Segmentation will make it clearer for you to sniff out the providers that have the most impact on your business operations so you can decide if they’re really the best fit.
Work with your key stakeholders to take an honest look at weaknesses in your current SRM process and potential areas for improvement. That’ll help you decide on the right approach to your supplier relationships, guidelines for how you’ll source and work with suppliers, and the metrics you’ll use to measure your suppliers’ performance.
Once you’ve got your SRM strategy in the bag, it's time to put those plans into action. Decide how you'll implement your strategy and who on your team is responsible for carrying out those tasks.
It’s always a good idea to use a dedicated vendor management software platform like Certa to manage your SRM process. A platform like this offers automated workflows that free up your team’s limited time and resources from developing your own internal system from scratch. Plus, a centralized platform helps everyone stay on the same page.
Wherever you decide to start, the right third-party lifecycle management software can easily optimize and automate the supplier-facing aspects of your procurement processes and contract management in real-time.
While you implement your new processes, get your team ready to monitor and measure vendor performance across your business units. Regular reporting will help you identify trends and see the areas in your SRM strategy that need further improvement.
Certa can automate parts of this process to help your team spot potential issues before they become problems for your business. It can even generate detailed vendor scorecards that will help you monitor your suppliers’ compliance with your company’s policies and standards.
As these relationships progress, use this supplier data to continue improving and making sure your company is always compliant.
Last but not least, make sure you have the right processes and facilities in place to encourage open and ongoing communication across your supply base. Successful business relationships depend on effective communication to make sure expectations are clear on both sides.
A designated supplier relationship management process is essential for successful supply chain management. Without a clear and structured process in place, it's difficult to effectively manage your supplier relationships.
Strategic Challenges to Watch Out For
We won’t pretend there aren’t challenges to developing mutually beneficial relationships with suppliers. Here are a few of them:
- Managing suppliers is time consuming. There’s a lot of talking involved to maintain these relationships, which can be difficult to manage for complex businesses with hundreds of suppliers. And speaking of hordes of suppliers, it can get expensive to manage them all.

[Point-per-instance localization data]
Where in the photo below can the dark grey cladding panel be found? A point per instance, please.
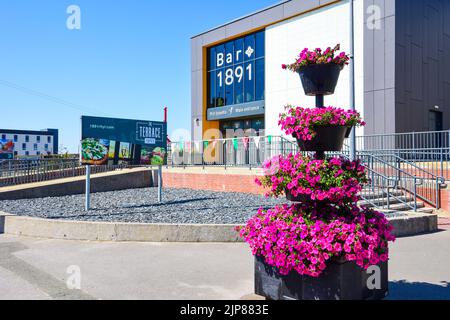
(423, 75)
(379, 69)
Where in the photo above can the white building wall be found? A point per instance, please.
(319, 29)
(21, 139)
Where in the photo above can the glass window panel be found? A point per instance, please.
(238, 125)
(260, 44)
(239, 84)
(229, 53)
(212, 89)
(229, 86)
(249, 84)
(220, 88)
(259, 79)
(239, 51)
(212, 59)
(249, 47)
(220, 57)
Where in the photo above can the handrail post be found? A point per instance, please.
(438, 194)
(415, 194)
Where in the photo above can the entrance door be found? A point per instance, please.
(436, 124)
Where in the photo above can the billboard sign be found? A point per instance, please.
(6, 149)
(122, 141)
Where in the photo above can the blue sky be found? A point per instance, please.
(129, 59)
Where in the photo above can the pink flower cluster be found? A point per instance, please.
(319, 56)
(304, 238)
(336, 180)
(301, 122)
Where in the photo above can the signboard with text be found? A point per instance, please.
(122, 141)
(236, 74)
(6, 149)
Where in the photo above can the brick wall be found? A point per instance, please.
(213, 182)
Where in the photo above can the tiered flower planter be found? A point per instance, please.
(322, 246)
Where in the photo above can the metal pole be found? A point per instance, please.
(88, 188)
(160, 184)
(352, 80)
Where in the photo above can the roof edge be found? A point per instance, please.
(242, 18)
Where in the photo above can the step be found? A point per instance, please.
(406, 207)
(369, 194)
(383, 201)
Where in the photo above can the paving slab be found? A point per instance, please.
(418, 269)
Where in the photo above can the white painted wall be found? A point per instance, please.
(319, 29)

* **Task instructions**:
**A.** Duplicate the passage of the supplier relationship management excerpt starting at "Certa can automate" and ending at "your supplier relationships.".
**B.** According to the supplier relationship management excerpt, what can Certa generate to help monitor suppliers' compliance with company policies and standards?
**C.** In the supplier relationship management excerpt, what will an honest look with key stakeholders at weaknesses in the current SRM process help you decide on? List each item.

* **Results for the exercise**:
**A.**
Certa can automate parts of this process to help your team spot potential issues before they become problems for your business. It can even generate detailed vendor scorecards that will help you monitor your suppliers’ compliance with your company’s policies and standards.
As these relationships progress, use this supplier data to continue improving and making sure your company is always compliant.
Last but not least, make sure you have the right processes and facilities in place to encourage open and ongoing communication across your supply base. Successful business relationships depend on effective communication to make sure expectations are clear on both sides.
A designated supplier relationship management process is essential for successful supply chain management. Without a clear and structured process in place, it's difficult to effectively manage your supplier relationships.

**B.** Detailed vendor scorecards.

**C.**
- The right approach to your supplier relationships
- Guidelines for how you'll source and work with suppliers
- The metrics you'll use to measure your suppliers' performance